[Material for this task]
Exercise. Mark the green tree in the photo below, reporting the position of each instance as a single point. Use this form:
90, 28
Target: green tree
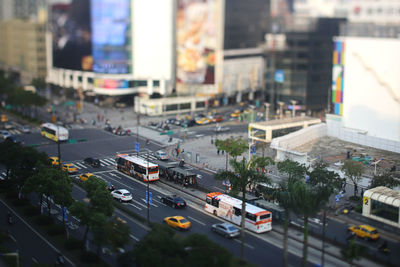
244, 176
100, 203
283, 195
307, 201
63, 190
353, 170
41, 183
327, 181
385, 179
352, 252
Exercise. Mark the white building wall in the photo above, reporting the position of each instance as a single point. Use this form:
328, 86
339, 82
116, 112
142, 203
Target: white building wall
371, 100
152, 39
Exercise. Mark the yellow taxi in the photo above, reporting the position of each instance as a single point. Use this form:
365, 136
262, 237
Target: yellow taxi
365, 231
54, 161
178, 222
85, 176
70, 168
203, 121
236, 113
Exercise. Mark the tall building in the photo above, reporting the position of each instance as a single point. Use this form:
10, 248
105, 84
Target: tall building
113, 47
305, 64
23, 49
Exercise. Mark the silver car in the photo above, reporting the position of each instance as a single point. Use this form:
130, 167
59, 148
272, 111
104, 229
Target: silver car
226, 229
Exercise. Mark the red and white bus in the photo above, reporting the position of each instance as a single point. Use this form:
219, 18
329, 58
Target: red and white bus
137, 167
257, 220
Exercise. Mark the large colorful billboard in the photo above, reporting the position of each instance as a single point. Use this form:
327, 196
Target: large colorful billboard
338, 77
110, 41
70, 26
196, 27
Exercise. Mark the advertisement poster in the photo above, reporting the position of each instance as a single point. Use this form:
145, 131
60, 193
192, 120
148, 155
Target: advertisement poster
70, 27
196, 27
110, 41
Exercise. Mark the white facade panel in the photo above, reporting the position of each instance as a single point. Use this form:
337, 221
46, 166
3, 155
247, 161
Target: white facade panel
152, 41
371, 98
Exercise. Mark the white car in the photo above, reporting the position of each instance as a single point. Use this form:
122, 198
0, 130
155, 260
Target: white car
4, 134
122, 195
160, 154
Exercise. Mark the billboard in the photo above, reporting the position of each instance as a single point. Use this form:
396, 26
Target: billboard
70, 27
196, 26
338, 76
110, 39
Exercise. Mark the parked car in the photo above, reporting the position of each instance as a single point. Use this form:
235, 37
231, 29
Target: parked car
70, 168
160, 154
14, 139
236, 113
85, 176
110, 187
365, 231
25, 129
177, 222
8, 126
226, 229
4, 134
54, 161
173, 201
92, 162
217, 118
122, 195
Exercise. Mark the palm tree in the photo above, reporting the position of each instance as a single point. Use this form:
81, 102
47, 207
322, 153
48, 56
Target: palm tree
353, 171
243, 176
307, 201
283, 195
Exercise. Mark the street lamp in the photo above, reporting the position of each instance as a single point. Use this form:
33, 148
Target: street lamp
266, 110
293, 102
280, 103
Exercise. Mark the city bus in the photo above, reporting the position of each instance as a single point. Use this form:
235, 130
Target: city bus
137, 167
257, 219
54, 132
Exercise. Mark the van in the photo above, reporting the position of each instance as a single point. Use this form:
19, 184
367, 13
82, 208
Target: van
3, 118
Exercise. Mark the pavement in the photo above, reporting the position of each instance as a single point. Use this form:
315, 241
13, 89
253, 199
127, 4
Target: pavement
200, 152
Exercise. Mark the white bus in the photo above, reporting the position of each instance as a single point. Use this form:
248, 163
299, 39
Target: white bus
54, 132
137, 167
257, 220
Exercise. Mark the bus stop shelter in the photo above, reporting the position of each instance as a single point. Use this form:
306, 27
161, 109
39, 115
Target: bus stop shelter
382, 204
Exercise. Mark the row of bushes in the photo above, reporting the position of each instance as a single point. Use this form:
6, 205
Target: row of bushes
53, 229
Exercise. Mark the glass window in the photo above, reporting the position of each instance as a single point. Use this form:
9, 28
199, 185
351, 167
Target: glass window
201, 104
385, 211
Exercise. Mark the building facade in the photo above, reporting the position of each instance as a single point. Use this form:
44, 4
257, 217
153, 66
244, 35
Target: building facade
23, 49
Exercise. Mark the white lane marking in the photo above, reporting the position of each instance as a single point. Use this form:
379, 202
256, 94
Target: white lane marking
134, 238
150, 204
137, 202
193, 219
33, 230
245, 244
134, 206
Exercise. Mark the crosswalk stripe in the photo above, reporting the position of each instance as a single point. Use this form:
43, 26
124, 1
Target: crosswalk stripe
80, 165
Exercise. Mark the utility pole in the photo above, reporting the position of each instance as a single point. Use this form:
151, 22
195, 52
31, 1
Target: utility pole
137, 131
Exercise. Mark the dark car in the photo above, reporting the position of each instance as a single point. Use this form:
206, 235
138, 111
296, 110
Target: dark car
110, 187
14, 139
174, 201
92, 162
226, 229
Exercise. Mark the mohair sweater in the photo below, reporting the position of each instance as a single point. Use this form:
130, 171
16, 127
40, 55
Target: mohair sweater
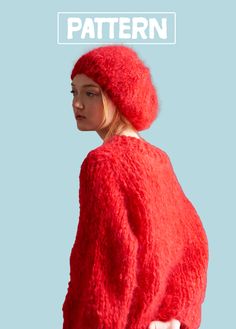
140, 252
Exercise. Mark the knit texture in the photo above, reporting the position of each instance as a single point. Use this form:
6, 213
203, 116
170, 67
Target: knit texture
140, 252
125, 78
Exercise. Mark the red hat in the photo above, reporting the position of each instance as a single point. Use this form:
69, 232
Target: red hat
126, 80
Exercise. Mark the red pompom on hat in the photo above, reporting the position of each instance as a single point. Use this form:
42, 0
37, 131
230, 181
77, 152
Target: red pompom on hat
126, 80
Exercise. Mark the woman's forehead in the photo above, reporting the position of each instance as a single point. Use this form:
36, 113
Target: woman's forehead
81, 79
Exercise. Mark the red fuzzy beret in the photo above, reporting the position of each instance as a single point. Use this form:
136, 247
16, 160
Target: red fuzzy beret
125, 78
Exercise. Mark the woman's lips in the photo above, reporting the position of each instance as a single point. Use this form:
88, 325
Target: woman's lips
79, 117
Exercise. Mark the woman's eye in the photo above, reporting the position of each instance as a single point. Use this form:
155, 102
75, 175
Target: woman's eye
90, 94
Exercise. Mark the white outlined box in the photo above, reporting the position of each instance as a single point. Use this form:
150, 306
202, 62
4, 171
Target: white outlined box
61, 27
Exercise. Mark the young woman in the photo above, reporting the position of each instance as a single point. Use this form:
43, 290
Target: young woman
140, 256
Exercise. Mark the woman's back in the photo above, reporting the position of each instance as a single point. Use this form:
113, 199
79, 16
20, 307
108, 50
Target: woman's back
141, 252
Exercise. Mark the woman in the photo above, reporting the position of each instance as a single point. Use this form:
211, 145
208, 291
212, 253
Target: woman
140, 256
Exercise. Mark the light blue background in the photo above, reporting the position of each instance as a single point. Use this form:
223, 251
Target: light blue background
42, 150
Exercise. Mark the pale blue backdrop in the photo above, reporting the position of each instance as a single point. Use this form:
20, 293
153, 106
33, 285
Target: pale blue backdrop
42, 150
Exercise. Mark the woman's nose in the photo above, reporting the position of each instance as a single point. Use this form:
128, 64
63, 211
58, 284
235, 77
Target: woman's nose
77, 102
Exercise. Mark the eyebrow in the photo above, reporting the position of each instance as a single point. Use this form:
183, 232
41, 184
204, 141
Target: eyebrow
88, 85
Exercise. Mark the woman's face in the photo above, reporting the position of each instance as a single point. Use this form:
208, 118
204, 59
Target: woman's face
87, 102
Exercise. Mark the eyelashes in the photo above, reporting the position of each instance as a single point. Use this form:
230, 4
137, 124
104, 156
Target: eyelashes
88, 93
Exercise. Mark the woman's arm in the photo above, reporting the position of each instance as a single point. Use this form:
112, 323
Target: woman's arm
103, 261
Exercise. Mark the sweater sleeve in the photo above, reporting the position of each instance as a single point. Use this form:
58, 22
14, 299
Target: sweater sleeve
103, 258
187, 282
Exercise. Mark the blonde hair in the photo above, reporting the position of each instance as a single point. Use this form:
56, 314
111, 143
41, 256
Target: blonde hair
118, 123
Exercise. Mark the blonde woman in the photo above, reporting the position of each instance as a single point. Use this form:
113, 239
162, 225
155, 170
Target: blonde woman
140, 256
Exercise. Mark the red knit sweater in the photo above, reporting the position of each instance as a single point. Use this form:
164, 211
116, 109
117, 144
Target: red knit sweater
140, 252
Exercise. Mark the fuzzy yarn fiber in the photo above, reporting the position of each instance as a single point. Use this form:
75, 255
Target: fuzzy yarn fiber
126, 80
141, 251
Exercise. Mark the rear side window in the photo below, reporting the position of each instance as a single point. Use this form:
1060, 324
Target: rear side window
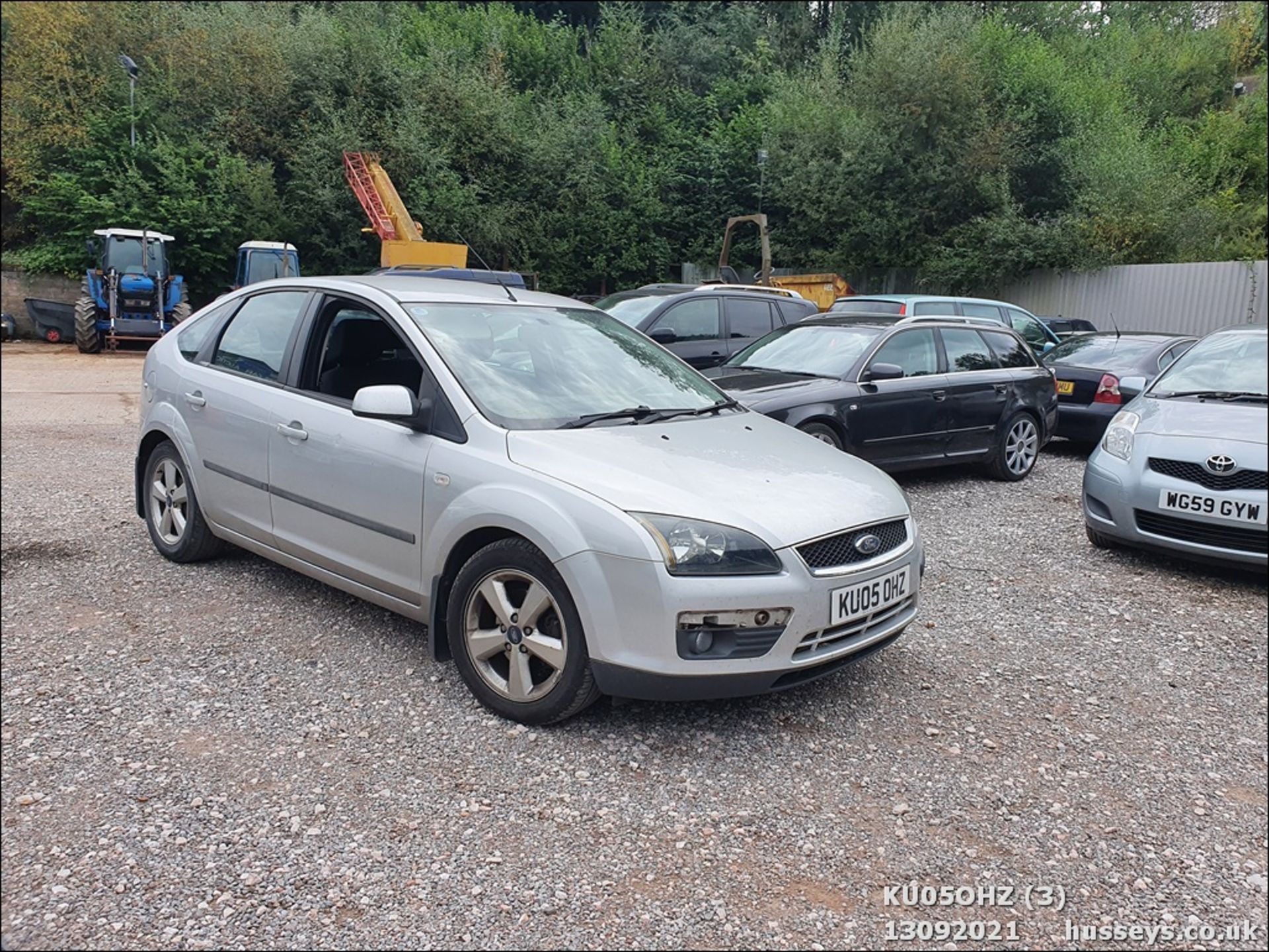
1011, 350
971, 310
748, 318
794, 311
925, 309
966, 350
911, 350
255, 339
695, 320
193, 334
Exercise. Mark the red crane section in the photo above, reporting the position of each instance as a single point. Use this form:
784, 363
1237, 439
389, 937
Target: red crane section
364, 187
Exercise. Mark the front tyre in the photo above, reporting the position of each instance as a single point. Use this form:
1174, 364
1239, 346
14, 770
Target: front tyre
173, 516
516, 636
1017, 449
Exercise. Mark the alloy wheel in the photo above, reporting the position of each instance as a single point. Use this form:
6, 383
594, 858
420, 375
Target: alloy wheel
169, 502
1020, 447
514, 636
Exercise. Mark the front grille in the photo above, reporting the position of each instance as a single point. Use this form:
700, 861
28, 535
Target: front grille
1254, 540
841, 549
1201, 474
831, 640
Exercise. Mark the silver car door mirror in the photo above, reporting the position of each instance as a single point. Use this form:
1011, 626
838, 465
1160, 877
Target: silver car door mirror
393, 402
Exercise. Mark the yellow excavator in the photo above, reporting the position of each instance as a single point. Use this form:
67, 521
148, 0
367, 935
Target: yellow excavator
401, 237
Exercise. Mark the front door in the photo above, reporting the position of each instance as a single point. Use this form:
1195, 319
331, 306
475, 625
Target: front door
225, 404
348, 492
978, 392
903, 422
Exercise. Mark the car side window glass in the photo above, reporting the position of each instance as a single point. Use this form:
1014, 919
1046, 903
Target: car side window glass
361, 349
749, 318
966, 350
925, 309
193, 334
696, 320
911, 350
1009, 349
971, 310
255, 340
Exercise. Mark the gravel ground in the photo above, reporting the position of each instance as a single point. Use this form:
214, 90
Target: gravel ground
230, 754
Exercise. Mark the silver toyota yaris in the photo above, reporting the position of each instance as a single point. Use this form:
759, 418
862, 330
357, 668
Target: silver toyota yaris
1184, 467
570, 509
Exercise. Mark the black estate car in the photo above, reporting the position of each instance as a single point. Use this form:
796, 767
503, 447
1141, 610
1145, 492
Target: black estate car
707, 325
903, 393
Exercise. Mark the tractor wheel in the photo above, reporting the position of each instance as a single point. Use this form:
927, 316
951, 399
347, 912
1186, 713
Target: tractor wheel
88, 339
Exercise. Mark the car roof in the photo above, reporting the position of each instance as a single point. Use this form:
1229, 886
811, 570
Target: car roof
418, 289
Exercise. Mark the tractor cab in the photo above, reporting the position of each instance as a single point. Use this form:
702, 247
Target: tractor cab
262, 260
131, 293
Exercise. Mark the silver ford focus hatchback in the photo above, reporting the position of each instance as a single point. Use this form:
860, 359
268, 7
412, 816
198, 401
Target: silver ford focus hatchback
568, 507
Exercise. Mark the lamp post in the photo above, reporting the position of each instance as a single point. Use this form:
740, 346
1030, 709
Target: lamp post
134, 71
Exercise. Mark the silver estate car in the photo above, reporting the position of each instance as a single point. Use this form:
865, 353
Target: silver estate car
1183, 467
568, 507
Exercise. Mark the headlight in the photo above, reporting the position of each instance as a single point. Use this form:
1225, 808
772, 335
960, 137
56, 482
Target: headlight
693, 548
1120, 435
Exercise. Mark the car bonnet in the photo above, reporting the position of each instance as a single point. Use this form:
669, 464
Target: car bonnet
738, 469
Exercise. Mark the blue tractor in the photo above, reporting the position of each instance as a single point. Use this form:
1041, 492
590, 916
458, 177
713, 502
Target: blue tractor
130, 295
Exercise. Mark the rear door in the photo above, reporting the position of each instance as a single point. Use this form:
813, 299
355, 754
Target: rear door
978, 390
226, 402
903, 422
748, 318
697, 328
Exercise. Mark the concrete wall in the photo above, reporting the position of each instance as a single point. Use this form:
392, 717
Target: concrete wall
16, 287
1190, 298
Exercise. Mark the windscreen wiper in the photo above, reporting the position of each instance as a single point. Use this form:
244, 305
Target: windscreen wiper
659, 415
1219, 394
630, 412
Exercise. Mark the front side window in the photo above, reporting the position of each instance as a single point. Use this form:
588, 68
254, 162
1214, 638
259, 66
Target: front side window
966, 350
193, 332
1011, 350
537, 368
816, 350
695, 320
911, 350
255, 340
748, 318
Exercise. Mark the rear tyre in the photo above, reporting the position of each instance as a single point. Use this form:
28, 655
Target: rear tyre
516, 636
173, 516
88, 339
1017, 449
823, 433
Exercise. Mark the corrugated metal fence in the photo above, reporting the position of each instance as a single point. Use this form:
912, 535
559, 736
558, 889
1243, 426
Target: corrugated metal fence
1190, 298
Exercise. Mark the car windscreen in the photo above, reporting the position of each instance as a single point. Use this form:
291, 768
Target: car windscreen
1234, 363
867, 307
1100, 353
824, 350
537, 368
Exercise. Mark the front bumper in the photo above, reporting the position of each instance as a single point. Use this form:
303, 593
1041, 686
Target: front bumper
1084, 423
1114, 492
630, 608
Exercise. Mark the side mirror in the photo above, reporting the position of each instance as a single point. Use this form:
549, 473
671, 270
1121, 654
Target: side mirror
393, 402
884, 372
1131, 387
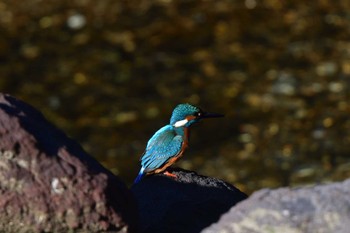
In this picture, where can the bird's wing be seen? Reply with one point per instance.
(164, 145)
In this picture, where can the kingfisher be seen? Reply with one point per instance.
(168, 144)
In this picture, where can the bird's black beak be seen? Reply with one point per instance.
(210, 115)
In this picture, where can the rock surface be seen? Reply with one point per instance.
(318, 209)
(49, 184)
(188, 203)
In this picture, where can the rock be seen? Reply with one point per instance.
(320, 209)
(188, 203)
(49, 184)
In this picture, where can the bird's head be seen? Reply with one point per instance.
(184, 115)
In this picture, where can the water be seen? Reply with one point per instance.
(109, 74)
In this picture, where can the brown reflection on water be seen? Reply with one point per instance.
(109, 73)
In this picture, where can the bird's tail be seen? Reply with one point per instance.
(140, 175)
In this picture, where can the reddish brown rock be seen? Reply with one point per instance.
(49, 184)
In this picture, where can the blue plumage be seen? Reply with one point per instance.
(168, 143)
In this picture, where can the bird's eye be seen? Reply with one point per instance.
(198, 114)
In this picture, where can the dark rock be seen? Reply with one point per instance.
(188, 203)
(49, 184)
(322, 209)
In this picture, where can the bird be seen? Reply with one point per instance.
(168, 144)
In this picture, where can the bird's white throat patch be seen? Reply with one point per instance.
(180, 123)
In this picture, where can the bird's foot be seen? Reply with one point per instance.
(170, 174)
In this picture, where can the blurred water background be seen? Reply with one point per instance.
(110, 72)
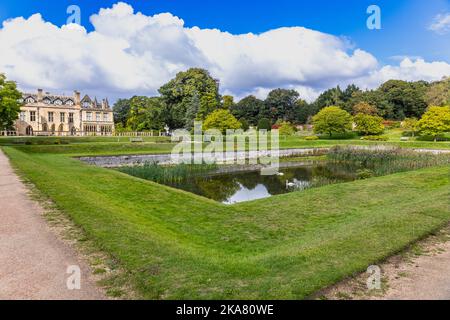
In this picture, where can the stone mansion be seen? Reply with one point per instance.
(43, 114)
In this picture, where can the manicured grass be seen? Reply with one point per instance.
(126, 148)
(177, 245)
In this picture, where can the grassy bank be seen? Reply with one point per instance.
(160, 147)
(178, 245)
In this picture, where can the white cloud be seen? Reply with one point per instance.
(441, 24)
(130, 53)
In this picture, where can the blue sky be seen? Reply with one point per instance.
(404, 22)
(134, 54)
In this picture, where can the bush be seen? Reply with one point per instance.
(435, 122)
(332, 120)
(264, 124)
(375, 138)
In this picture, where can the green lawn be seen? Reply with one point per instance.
(88, 147)
(177, 245)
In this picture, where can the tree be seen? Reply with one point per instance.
(227, 102)
(286, 129)
(364, 108)
(406, 99)
(9, 103)
(146, 114)
(122, 111)
(192, 111)
(264, 124)
(280, 104)
(438, 93)
(304, 111)
(332, 120)
(244, 124)
(369, 125)
(221, 120)
(435, 122)
(248, 108)
(177, 94)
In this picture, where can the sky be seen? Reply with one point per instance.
(133, 47)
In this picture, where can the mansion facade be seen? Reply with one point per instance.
(43, 114)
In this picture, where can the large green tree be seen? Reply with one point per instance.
(435, 122)
(178, 93)
(367, 124)
(332, 120)
(221, 120)
(146, 114)
(9, 103)
(121, 111)
(280, 104)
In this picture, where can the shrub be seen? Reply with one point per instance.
(369, 125)
(435, 122)
(332, 120)
(264, 124)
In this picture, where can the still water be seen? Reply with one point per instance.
(231, 188)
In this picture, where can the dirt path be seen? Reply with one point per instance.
(420, 273)
(33, 260)
(425, 278)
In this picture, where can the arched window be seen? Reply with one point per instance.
(30, 100)
(29, 131)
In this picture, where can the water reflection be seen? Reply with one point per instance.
(238, 187)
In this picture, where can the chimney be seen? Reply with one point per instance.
(77, 97)
(40, 95)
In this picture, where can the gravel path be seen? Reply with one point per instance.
(427, 278)
(33, 261)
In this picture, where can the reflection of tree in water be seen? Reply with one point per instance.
(219, 188)
(222, 187)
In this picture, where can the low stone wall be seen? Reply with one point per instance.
(119, 161)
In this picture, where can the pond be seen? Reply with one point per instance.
(231, 188)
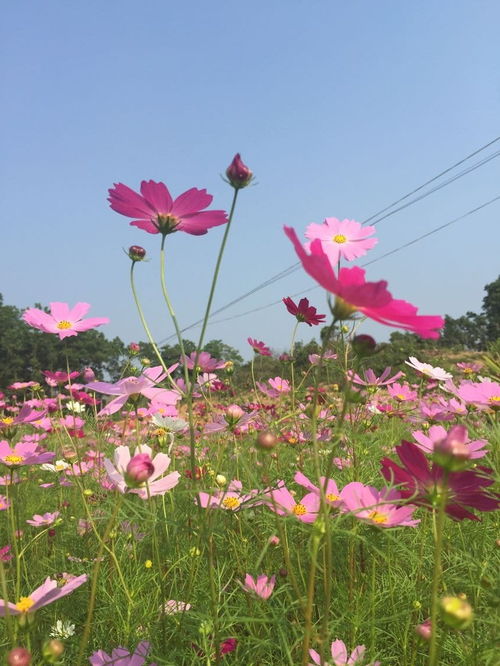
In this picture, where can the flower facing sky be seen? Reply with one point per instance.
(344, 239)
(63, 320)
(155, 211)
(303, 311)
(43, 596)
(353, 293)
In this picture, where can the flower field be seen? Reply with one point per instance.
(330, 516)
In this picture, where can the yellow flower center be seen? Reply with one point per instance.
(377, 517)
(14, 460)
(231, 502)
(24, 604)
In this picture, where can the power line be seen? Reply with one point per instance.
(383, 256)
(294, 267)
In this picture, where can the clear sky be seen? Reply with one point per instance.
(338, 107)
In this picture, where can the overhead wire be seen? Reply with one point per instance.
(294, 267)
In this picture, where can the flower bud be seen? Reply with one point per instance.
(52, 650)
(88, 375)
(139, 469)
(456, 612)
(266, 440)
(238, 174)
(19, 657)
(136, 252)
(363, 345)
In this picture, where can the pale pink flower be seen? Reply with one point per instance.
(155, 484)
(428, 370)
(342, 240)
(263, 586)
(50, 591)
(62, 320)
(377, 506)
(156, 212)
(45, 520)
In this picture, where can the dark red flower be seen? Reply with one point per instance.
(304, 312)
(423, 483)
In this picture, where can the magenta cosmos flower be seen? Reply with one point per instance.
(423, 483)
(125, 480)
(355, 294)
(121, 657)
(342, 240)
(63, 320)
(259, 347)
(144, 385)
(340, 656)
(377, 506)
(262, 586)
(303, 311)
(156, 212)
(44, 595)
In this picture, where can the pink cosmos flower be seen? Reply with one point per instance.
(263, 586)
(340, 657)
(281, 501)
(144, 385)
(62, 320)
(347, 239)
(155, 484)
(50, 591)
(332, 494)
(402, 392)
(370, 298)
(428, 370)
(45, 520)
(23, 453)
(259, 347)
(204, 363)
(421, 483)
(438, 433)
(121, 657)
(304, 312)
(482, 394)
(156, 212)
(377, 506)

[Problem to work on] Copy only the stretch running from the line containing "In this picture, where can the overhead" to the final line of the entries, both ends included, exactly as it stands.

[Answer for this exercise]
In this picture, where can the overhead wire be seen? Reply with one point per instance.
(294, 267)
In this picture, where can the flower bud be seen? Reply with one point per instance.
(52, 650)
(88, 375)
(139, 469)
(456, 612)
(266, 440)
(238, 174)
(19, 657)
(136, 252)
(363, 345)
In this picture, where can the pale pink flower be seen? Reply with one point per instance.
(155, 484)
(428, 370)
(342, 240)
(263, 586)
(50, 591)
(62, 320)
(377, 506)
(156, 212)
(45, 520)
In this picture, where can the dark red flower be seen? Reply with one point per instance.
(304, 312)
(423, 483)
In this picture, where can the magenta cosmos flower be seen? Reply with one point per instance.
(423, 483)
(125, 480)
(355, 294)
(121, 657)
(342, 240)
(63, 320)
(259, 347)
(144, 385)
(340, 656)
(377, 506)
(262, 586)
(303, 311)
(156, 212)
(44, 595)
In this picture, where can the pink cosmos flower be seen? Reply with one point per instance.
(263, 586)
(340, 657)
(281, 501)
(144, 385)
(62, 320)
(347, 239)
(155, 484)
(50, 591)
(332, 494)
(402, 392)
(370, 298)
(428, 370)
(45, 520)
(23, 453)
(259, 347)
(204, 363)
(421, 483)
(438, 433)
(121, 657)
(304, 312)
(482, 394)
(156, 212)
(377, 506)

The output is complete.